■ The data ■
BEGIN

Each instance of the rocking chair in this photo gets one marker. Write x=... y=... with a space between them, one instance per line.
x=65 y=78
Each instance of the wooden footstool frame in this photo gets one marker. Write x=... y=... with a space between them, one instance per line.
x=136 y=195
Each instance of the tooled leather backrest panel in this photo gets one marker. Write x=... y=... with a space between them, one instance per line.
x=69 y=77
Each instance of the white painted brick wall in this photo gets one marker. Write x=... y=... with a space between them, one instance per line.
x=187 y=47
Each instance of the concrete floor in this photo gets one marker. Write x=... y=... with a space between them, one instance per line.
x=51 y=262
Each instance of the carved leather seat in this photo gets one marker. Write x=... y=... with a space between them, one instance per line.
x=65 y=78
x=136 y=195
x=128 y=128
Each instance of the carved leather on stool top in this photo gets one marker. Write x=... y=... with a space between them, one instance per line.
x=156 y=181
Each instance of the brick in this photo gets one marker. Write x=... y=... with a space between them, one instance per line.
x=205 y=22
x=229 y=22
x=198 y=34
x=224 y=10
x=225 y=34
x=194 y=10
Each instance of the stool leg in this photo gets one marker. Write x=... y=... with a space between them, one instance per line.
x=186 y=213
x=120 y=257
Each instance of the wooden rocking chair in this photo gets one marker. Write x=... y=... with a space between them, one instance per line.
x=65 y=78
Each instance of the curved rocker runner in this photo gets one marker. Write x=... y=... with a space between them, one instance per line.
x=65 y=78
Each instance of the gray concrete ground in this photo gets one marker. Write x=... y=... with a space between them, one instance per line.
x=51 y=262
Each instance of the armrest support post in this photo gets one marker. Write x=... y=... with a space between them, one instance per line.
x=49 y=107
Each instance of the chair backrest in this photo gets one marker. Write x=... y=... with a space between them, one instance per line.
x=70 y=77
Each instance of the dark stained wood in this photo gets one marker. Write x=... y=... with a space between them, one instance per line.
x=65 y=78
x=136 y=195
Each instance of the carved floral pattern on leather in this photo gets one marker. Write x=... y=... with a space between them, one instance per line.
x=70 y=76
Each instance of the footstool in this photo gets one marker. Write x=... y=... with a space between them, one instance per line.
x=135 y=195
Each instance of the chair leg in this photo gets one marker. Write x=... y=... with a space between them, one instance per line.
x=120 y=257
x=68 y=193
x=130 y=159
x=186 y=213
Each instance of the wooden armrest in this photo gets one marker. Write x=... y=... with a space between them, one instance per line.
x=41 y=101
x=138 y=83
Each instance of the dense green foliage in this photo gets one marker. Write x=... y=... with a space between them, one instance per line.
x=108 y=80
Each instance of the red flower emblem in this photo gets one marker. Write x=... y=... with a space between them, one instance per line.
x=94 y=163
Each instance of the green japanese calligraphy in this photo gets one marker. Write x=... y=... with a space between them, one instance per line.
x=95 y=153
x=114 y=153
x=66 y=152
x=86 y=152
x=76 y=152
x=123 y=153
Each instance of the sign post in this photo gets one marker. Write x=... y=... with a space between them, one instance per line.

END

■ What the exercise asks ■
Type the data out again, exactly.

■ Answer space ■
Each instance of the rocking chair in this photo gets one marker. Write x=... y=... with a space between them, one instance per line.
x=65 y=78
Each instance of the wooden footstool frame in this photo gets one marker. Write x=... y=... with a space between them, one instance per line.
x=136 y=195
Each instance of the tooled leather backrest panel in this photo gets one marker. Write x=... y=... with a space between them, one instance per line.
x=69 y=77
Each instance of the white painted brick wall in this photo gets one marker. Write x=... y=... with a space between them, one instance per line.
x=187 y=47
Each instance of the concrete floor in this photo gets one marker. Write x=... y=... with a space between them, one instance per line.
x=51 y=262
Each instance of the carved leather seat in this photo gets one marker. Write x=... y=... with a space between them, one instance per line.
x=65 y=78
x=136 y=195
x=128 y=128
Each instance of the carved leather on stool top in this photo gets one marker. Write x=... y=... with a space between them, one instance per line.
x=156 y=181
Each instance of the brick in this photo gets one marker. Write x=... y=... with a space between them, one instance per line.
x=205 y=22
x=229 y=22
x=198 y=34
x=224 y=10
x=225 y=34
x=194 y=10
Each instance of the stool leg in this photo gets one marker. Write x=... y=... with a space between them, one instance per line.
x=186 y=213
x=120 y=257
Each instance of the wooden rocking chair in this photo gets one marker. Write x=... y=... with a space between them, one instance per line.
x=65 y=78
Each instance of the curved rocker runner in this photo gets one marker. Write x=... y=... with a space between them, one instance per line.
x=65 y=78
Each instance of the gray concrete ground in this photo gets one marker. Write x=... y=... with a space between them, one instance per line.
x=51 y=262
Each instance of the armrest support post in this photo gets one marker. Write x=... y=... with a space between them, one instance per line.
x=49 y=107
Each instance of the chair backrest in this photo gets one marker. Write x=... y=... with a space between them, one instance per line.
x=70 y=77
Each instance of the dark stained wood in this photo gets one marker. Write x=... y=... with a space between them, one instance per line.
x=65 y=78
x=136 y=195
Each instance of the carved floral pattern on leather in this photo gets one marker. Write x=... y=... with a space between them, one instance per line.
x=70 y=76
Each instance of the footstool in this photo gets one marker. Write x=... y=... with a space between them, one instance per line.
x=135 y=195
Each instance of the chair leg in this photo gets one marker. Write x=... y=... with a space between them, one instance per line.
x=120 y=257
x=68 y=193
x=130 y=159
x=186 y=213
Each instance of the wooden armrest in this photo gets one marker. Write x=... y=... with a space between them, one instance per line.
x=41 y=101
x=138 y=83
Each instance of the dense green foliage in this photo gets one marker. Write x=... y=... with a space between them, one instance per line.
x=108 y=80
Each instance of the red flower emblem in this photo gets one marker. Write x=... y=... with a space between them, one instance per line.
x=94 y=163
Each instance of the green japanese calligraphy in this photo gets one marker. Write x=... y=... with a space between them, one instance per line.
x=95 y=153
x=114 y=153
x=66 y=152
x=86 y=152
x=76 y=152
x=123 y=153
Each instance of the sign post in this photo gets one marker. Write x=... y=... with a space between them, one instance per line.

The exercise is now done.